**Texte de la page**
──────────────────────────────

Par une ordonnance du 4 novembre 2024, la clôture de l'instruction a été fixée au 25 novembre 2024.
Vu les autres pièces du dossier.
Vu :
- le code général des impôts et le livre des procédures fiscales ;
- la loi n° 2010-1658 du 29 décembre 2010 ;
- le code de justice administrative.
Les parties ont été régulièrement averties du jour de l'audience.
Ont été entendus au cours de l'audience publique :
- le rapport de M. Jean-François Papin, premier conseiller,
- et les conclusions de M. Jean-Philippe Arruebo-Mannier, rapporteur public.
Considérant ce qui suit :
Sur l'objet du litige :
1. La société en nom collectif (SNC) Hôtelière de Loon-Plage, dont le siège est situé à Loon-Plage (Nord), a exercé, sur le territoire de cette même commune, une activité d'hôtellerie et de restauration, dans un immeuble dont elle est propriétaire. Elle a été assujettie, à raison de cet établissement, à la taxe foncière sur les propriétés bâties et à la cotisation foncière des entreprises, au titre de l'année 2018. Par deux réclamations introduites le 16 octobre 2018 et le 17 janvier 2019, la SNC Hôtelière de Loon-Plage a demandé une réduction de ces impositions et de leurs taxes annexes. Ses réclamations ayant été rejetées, la SNC Hôtelière de Loon-Plage a porté le litige devant le tribunal administratif de Lille, en sollicitant, par deux demandes successives, la réduction, d'une part, des cotisations primitives de cotisation foncière des entreprises et de taxes annexes auxquelles elle a été assujettie au titre de l'année 2018 à raison des locaux qu'elle exploite en tant qu'hôtel-restaurant à Loon-Plage, d'autre part, des cotisations primitives de taxe foncière sur les propriétés bâties et de taxes annexes auxquelles elle a été assujettie au titre de l'année 2018 à raison des mêmes locaux. Le ministre de l'économie, des finances et de la souveraineté industrielle et numérique relève appel du jugement du 21 avril 2022 par lequel le tribunal administratif de Lille a prononcé les réductions demandées et a mis à la charge de l'Etat une somme de 1 500 euros sur le fondement de l'article L. 761-1 du code de justice administrative. Par une ordonnance du 21 décembre 2022, les conclusions de la requête relative aux cotisations primitives de taxe foncière sur les propriétés bâties et des taxes annexes ont été transmises au Conseil d'Etat, en application de l'article R. 351-2 du code de justice administrative.

──────────────────────────────

**Consignes**
1. Dans le texte sur le litige fiscal de la SNC Hôtelière de Loon-Plage, quelle somme le tribunal administratif de Lille a-t-il mise à la charge de l'État ?
2. Poursuivez, s'il vous plaît, le texte sur le litige fiscal de la SNC Hôtelière de Loon-Plage à partir de sa dernière phrase.

**Données recueillies**
──────────────────────────────

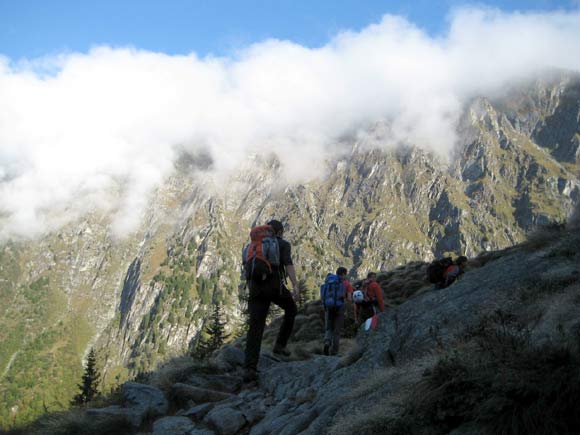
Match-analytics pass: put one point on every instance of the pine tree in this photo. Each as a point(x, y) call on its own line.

──────────────────────────────

**Réponses finales**
1. Une somme de 1 500 euros, sur le fondement de l'article L. 761-1 du code de justice administrative.

2.
2. Par un arrêt avant dire-droit du 12 octobre 2023, la cour, avant de statuer sur les conclusions, dont elle restait saisie, de la requête par laquelle le ministre de l'économie, des finances et de la souveraineté industrielle et numérique a relevé appel de ce jugement, a prescrit un supplément d'instruction aux fins, pour la SNC Hôtelière de Loon-Plage, de produire, dans un délai de deux mois à compter de la date de notification de cet arrêt, des déclarations modèle CBD (locaux commerciaux et biens divers) établies séparément pour ce qui concerne la partie hôtelière et la partie affectée à usage de restaurant de son établissement de Loon-Plage et présentant notamment le détail des surfaces affectées à l'une et l'autre de ces activités.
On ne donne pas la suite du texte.